▸ EXERCISE GOAL
Pull out all lines of the records below that contain the word "every". Case counts.

▸ DATA RECORDS
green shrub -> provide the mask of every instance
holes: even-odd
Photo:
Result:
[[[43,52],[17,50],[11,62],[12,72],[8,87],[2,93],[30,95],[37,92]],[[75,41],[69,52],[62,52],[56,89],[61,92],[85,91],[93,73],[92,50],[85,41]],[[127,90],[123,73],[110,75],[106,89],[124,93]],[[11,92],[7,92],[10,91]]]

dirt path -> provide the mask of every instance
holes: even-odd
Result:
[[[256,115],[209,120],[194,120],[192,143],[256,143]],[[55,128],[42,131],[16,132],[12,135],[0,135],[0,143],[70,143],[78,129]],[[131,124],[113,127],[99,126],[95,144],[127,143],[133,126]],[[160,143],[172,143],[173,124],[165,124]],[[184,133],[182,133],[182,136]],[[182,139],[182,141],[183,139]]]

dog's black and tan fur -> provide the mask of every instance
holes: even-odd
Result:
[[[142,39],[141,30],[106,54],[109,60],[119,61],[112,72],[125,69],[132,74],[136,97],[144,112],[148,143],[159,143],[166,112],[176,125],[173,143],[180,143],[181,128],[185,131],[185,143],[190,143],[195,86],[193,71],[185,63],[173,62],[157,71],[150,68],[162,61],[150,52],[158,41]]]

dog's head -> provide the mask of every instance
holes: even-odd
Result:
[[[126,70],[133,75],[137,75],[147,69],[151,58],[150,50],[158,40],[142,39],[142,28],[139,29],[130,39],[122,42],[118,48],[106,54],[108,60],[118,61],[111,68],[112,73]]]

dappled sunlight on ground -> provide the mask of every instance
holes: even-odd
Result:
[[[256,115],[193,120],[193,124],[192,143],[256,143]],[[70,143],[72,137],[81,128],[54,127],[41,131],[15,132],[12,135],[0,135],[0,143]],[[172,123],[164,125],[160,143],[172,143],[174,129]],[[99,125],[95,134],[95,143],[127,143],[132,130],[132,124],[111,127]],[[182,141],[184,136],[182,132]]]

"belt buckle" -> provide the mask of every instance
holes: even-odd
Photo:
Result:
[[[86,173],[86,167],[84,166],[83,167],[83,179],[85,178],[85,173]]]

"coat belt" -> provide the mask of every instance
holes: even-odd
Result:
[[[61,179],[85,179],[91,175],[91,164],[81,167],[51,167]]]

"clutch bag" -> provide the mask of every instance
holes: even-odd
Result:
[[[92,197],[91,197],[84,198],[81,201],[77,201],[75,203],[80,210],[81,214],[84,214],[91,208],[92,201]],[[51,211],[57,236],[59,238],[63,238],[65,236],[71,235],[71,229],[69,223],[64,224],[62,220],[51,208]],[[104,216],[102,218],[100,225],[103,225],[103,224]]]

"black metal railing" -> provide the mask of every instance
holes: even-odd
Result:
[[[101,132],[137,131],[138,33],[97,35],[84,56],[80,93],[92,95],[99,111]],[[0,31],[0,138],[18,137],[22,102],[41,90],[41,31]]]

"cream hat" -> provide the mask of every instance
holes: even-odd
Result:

▸ SOLUTION TO THIS PROBLEM
green shrub -> provide the mask of every instance
dirt path -> provide the mask of every instance
dog's black and tan fur -> provide the mask of every instance
dog's head -> provide the mask of every instance
dappled sunlight on ground -> provide the mask of every instance
"belt buckle" -> provide the mask of every instance
"coat belt" -> provide the mask of every instance
"clutch bag" -> provide the mask of every instance
"black metal railing" -> provide the mask of every instance
"cream hat" -> provide the mask of every instance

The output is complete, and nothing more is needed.